Collect every line of the data below that contains the string "blue", copying each one as it appears. Case counts.

BEGIN Items

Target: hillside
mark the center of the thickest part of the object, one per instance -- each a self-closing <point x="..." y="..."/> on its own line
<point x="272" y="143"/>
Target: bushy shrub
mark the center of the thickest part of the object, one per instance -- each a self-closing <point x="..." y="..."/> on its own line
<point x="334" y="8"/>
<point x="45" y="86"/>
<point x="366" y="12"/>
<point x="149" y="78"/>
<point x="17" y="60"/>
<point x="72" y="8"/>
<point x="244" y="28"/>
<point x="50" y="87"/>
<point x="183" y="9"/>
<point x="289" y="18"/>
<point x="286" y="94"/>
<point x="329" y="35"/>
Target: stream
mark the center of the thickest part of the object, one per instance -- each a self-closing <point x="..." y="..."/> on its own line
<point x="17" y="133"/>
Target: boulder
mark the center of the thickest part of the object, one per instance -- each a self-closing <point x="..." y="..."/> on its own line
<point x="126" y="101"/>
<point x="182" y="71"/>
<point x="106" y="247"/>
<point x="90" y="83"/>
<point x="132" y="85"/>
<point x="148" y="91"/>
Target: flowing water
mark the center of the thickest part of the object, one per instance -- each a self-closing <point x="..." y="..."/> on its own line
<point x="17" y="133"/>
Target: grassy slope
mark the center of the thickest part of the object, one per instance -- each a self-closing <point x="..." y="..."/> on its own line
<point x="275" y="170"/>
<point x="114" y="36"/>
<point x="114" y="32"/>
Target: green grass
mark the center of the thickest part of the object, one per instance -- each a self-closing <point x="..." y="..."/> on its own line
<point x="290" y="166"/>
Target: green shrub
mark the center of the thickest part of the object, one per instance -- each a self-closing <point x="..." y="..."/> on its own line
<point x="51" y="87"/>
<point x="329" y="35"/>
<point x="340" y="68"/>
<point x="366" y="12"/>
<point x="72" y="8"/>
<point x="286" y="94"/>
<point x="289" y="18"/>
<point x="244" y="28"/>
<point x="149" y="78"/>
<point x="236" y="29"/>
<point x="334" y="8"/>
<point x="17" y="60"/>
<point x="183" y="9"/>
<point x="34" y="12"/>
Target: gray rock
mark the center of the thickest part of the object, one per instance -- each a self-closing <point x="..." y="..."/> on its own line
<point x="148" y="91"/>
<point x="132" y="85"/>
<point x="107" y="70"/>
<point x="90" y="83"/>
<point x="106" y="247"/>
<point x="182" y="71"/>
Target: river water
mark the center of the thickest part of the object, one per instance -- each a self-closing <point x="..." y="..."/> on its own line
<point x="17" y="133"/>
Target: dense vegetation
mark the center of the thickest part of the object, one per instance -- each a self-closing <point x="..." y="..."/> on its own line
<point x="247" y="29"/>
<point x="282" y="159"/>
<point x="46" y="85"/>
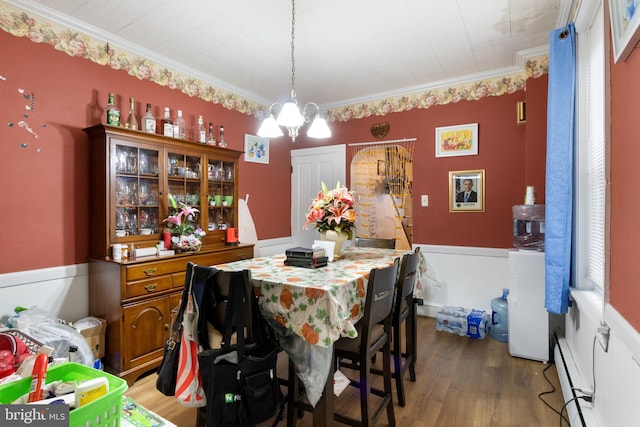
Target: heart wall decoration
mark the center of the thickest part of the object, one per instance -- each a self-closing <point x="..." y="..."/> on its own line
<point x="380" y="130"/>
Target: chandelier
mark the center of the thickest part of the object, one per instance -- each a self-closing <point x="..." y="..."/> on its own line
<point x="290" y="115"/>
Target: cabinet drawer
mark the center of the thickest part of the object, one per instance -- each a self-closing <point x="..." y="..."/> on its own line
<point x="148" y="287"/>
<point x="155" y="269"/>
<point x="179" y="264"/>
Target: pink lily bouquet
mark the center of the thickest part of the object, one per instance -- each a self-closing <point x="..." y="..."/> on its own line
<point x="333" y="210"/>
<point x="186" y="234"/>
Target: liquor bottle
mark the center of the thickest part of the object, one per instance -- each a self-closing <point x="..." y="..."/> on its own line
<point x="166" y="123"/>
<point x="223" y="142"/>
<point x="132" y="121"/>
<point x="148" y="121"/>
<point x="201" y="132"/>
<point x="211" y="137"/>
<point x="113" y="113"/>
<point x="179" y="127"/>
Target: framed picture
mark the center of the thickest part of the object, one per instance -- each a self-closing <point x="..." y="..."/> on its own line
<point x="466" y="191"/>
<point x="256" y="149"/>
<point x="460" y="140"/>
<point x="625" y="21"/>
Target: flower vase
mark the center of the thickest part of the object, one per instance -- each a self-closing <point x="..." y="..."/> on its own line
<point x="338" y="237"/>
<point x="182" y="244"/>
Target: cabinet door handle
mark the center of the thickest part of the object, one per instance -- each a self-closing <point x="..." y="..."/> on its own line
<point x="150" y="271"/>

END Items
BEGIN Items

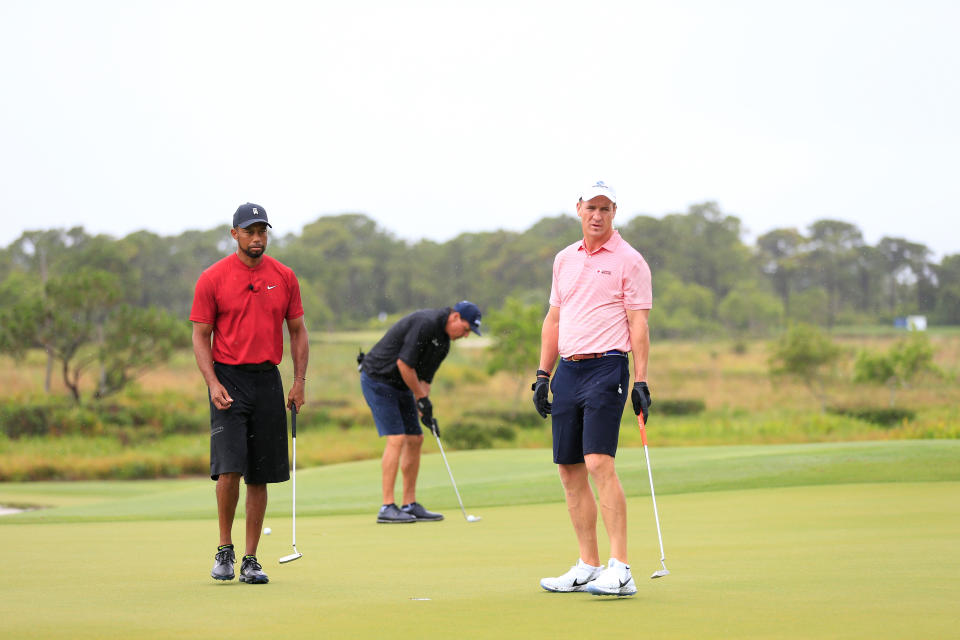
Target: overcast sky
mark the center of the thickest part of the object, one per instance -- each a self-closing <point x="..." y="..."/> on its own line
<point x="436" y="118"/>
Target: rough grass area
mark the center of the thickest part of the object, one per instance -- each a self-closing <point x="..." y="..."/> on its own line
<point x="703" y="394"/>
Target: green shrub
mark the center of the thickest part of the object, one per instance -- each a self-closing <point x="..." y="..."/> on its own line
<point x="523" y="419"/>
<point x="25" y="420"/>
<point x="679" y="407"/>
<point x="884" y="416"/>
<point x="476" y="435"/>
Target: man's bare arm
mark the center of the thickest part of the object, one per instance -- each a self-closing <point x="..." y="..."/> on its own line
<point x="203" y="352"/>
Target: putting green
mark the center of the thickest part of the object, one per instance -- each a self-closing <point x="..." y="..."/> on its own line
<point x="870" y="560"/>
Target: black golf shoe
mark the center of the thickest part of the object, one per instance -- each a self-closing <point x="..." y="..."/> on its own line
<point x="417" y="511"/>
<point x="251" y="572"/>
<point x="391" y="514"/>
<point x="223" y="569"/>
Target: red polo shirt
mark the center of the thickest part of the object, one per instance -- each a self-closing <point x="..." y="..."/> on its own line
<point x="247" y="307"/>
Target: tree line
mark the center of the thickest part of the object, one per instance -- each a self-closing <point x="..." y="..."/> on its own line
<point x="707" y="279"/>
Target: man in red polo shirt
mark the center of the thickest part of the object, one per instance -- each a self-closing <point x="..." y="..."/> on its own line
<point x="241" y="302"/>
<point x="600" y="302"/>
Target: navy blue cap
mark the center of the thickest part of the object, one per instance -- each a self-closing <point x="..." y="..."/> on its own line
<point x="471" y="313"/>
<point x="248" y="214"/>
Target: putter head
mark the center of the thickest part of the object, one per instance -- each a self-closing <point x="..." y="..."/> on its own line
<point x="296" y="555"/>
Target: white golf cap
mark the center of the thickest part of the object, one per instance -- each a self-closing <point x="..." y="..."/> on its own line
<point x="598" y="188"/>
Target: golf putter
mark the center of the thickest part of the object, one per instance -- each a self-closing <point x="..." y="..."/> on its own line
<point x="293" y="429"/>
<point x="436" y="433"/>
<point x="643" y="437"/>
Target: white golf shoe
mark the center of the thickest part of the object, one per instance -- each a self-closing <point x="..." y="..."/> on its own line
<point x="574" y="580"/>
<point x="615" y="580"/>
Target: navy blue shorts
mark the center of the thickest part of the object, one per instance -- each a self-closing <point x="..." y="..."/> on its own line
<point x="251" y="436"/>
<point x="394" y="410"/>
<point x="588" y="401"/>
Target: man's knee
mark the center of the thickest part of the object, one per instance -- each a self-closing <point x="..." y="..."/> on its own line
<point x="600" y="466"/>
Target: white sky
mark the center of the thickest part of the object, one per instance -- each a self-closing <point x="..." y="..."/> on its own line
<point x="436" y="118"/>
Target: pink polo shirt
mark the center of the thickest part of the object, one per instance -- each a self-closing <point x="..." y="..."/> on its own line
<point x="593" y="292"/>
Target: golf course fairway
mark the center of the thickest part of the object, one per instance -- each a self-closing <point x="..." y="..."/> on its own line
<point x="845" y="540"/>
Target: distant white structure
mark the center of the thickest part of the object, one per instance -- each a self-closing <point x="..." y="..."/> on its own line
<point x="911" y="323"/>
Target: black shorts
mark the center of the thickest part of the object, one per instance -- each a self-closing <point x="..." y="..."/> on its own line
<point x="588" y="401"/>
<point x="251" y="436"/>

END Items
BEGIN Items

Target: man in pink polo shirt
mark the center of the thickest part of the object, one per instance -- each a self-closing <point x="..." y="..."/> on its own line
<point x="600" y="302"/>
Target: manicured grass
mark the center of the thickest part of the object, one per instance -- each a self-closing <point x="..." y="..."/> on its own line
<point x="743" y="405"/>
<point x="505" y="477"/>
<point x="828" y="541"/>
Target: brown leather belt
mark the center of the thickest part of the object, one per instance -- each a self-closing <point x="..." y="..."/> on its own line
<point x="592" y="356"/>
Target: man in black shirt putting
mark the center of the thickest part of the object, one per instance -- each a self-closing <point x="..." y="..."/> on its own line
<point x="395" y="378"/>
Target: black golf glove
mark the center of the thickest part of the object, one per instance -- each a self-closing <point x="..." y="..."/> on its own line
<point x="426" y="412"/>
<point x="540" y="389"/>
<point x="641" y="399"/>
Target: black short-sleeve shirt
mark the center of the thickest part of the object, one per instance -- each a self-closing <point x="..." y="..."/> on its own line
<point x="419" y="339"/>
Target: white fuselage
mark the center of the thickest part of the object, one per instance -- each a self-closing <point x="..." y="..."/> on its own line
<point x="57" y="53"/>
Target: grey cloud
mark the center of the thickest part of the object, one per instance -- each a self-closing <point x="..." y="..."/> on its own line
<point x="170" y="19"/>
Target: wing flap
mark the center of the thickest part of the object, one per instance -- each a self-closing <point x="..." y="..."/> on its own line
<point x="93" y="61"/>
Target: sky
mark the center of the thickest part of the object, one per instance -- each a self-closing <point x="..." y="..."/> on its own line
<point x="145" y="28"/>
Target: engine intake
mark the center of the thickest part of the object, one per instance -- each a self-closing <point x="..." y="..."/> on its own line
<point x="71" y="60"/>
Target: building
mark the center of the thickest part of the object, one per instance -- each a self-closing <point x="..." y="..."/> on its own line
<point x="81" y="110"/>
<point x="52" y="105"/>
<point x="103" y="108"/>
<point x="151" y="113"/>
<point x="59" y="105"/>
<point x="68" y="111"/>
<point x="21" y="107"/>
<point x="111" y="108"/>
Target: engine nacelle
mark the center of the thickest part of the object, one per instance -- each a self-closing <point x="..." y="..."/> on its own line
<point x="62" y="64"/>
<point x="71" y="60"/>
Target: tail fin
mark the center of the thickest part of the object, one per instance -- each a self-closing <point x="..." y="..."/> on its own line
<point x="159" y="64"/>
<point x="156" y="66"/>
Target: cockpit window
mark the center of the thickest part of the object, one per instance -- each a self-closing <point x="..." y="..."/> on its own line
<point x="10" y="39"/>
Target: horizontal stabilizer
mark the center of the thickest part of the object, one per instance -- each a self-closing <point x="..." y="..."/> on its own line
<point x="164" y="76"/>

END Items

Correct response
Target: navy blue cap
Target: navy blue shorts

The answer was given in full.